Document section -
16S rRNA Sequencing Directly in Clinical Specimens

We detected 16S rRNA genes in 7 (3.5%) of 198 clinical samples: all were 16S type 6 characteristic for B. anthracis. None of the seven specimens were culture positive (Table 4), although all specimens had been collected from patients with laboratory-confirmed anthrax.

Discussion

The goal of this study was to evaluate the potential of 16S rRNA sequencing to rapidly identify B. anthracis in cultures. We found that 16S rRNA genes of B. anthracis were highly conserved; only one 16S type (16S type 6) was identified in all 86 strains tested. However, not all B. anthracis 16S rRNA genes sequences in GenBank are type 6. Three of the eight B. anthracis 16S rRNA sequences are reported as type 7, a type that, in our study, we found exclusively among the B. cereus strains. The only difference between type 7 and type 6 is a mixed base pair at position 1146. The strain designations of two of these three 16S type 7 B. anthracis strains in GenBank are Ames and Sterne. We did not acquire these particular strains from the submitting laboratory, but the one Ames and two Sterne strains (obtained from different sources) in our collection were consistently type 6. A third Sterne strain 16S rRNA sequence in GenBank is also type 6.

One possible explanation for these different 16S rRNA sequencing results may be the use of different sequencing approaches, such as using cloned DNA versus genomic DNA as template. In sequencing clones, one allele may be missed if only a few clones are sequenced, not representing the total diversity. In this case, the position with the mixed base would not be detected. If both types 6 and 7 exist in B. anthracis, the difference may be due to recombination, mutation, or loss of an allele. The type 7 B. anthracis sequences in GenBank are unpublished; therefore, we do not know if the genes were cloned and, if so, how many clones were sequenced.

The complete B. anthracis genome was posted at http://www.tigr.org/tigr-scripts/ufmg/ReleaseDate.pl on May 7, 2002. The genome has 11 rRNA operons. There are 10 positions in the 16S rRNA gene where the nucleotides are not identical among the 11 rRNA operons, but the DNA sequencing software scores only one of them as a mixed base 100% of the time. This position is 1146, where five 16S rRNA genes contain Ts and six have As in a 54%:46% ratio. In this case, the base-calling software (GCG; Genetics Computer Group) always assigns a W at that position. At position 1137, there are seven Gs and four As, a 64%:36% ratio, but the position is scored as a G, the predominant base. In eight positions, a 9%:91% ratio is present. For example, at position 1047 are one T and 10 Cs. In these cases, the nucleotide is called as the predominant base by the base-calling software.

Record extracts -
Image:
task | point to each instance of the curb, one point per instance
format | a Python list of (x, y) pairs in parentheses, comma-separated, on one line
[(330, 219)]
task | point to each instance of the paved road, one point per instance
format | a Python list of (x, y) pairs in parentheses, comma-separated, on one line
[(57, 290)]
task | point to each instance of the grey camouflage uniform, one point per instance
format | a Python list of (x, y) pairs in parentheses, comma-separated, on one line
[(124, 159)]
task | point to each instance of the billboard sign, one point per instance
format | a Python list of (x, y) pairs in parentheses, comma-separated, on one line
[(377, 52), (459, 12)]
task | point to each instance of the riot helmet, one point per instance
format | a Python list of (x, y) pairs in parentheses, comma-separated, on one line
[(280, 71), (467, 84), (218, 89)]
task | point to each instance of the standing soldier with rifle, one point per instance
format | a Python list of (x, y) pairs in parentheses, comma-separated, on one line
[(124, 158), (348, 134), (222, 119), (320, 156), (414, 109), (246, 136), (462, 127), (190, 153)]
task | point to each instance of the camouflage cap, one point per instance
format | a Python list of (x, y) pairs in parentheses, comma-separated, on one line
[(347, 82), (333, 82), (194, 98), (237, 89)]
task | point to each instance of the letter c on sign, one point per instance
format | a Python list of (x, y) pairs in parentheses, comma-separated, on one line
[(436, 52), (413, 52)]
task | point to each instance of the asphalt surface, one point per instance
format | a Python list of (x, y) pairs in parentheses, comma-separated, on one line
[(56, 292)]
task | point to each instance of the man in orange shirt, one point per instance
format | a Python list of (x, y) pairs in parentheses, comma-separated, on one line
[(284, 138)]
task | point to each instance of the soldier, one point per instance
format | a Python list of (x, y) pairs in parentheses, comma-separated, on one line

Your instructions -
Extend the passage on 16S rRNA sequencing of B. anthracis by writing what comes next, starting after its final sentence.

Exercise result -
The quality of DNA sequences generated in laboratories has been greatly improved by the introduction of automated sequencing systems and DNA alignment software, but other factors, such as the purity of the DNA template and number of overlapping nucleotide fragments in the alignment, contribute to the reliability of the final sequence. Mixed base pairs are clearly the result of sequence differences between different rRNA operons and not due to any sequencing artifacts. In this study, the length of the fragment sequences varied for each primer, but they were of sufficient length to provide 5- to 8-fold sequence coverage in both directions. This 5–8 sequence overlap simplifies identifying and clarifying positions with double signals, increasing the confidence in our final consensus sequence. The occurrence of mixed base pairs in rRNA sequences is well known and accepted (1519). The Ribosomal Database Project Web site shows that operon heterogeneity has been documented in several different bacterial species (http://rrndb.cme.msu.edu/rrndb/rrn_table.pdf). In addition, we did not observe mixed base pairs in single-copy genes such as pagA and a variety of others. A previous study of a small set of Bacillus strains isolated from soil demonstrated the diversity of 16S rRNA genes of both B. cereus and B. thuringiensis (15). Our results confirm the diversity among B. cereus strains, although we did not find diversity among B. thuringiensis strains. The lack of diversity in our collection of B. thuringiensis strains may be associated with natural selection with human host; 6 of 11 of our B. thuringiensis strains were isolated from humans.

Direct Amplification of 16S rRNA from Clinical Samples

Even though B. anthracis is present at high levels (up to 108/mL) in the blood of patients with anthrax and will readily grow on standard bacteriologic media, as for other bacteria, specimens collected after the administration of antimicrobial therapy may fail to grow B. anthracis. Laboratory confirmation for the two patients with inhalational anthrax whose specimens were analyzed (patient #10i [12], and patient #11i [13]) was achieved by isolation and identification of B. anthracis from clinical samples at the medical facility where the patients were treated. Generally, for all patients, isolates themselves were forwarded to the appropriate public health laboratory and then to the Centers for Disease Control and Prevention for confirmatory identification and molecular subtyping, but the initial clinical specimens were not sent along with the isolates. With few exceptions, clinical specimens available for analysis from these two patients and from other patients with inhalational anthrax were collected after initiation of antimicrobial therapy, resulting in few culture-positive results. For 3 of the 11 inhalational patients, laboratory confirmation was based on two of three available supportive tests, including PCR targeting two plasmid and one chromosomal target (14), immunohistochemistry or a reactive anti-protective antigen title (immunoglobulin G ELISA) (12,20). Laboratory confirmation for the two cutaneous cases with skin biopsies analyzed in this study was indeed achieved by these supportive laboratory tests: one case was confirmed by immunohistochemistry and a reactive anti-protective antigen titer (IgG ELISA). For the other case all three supportive laboratory tests were positive.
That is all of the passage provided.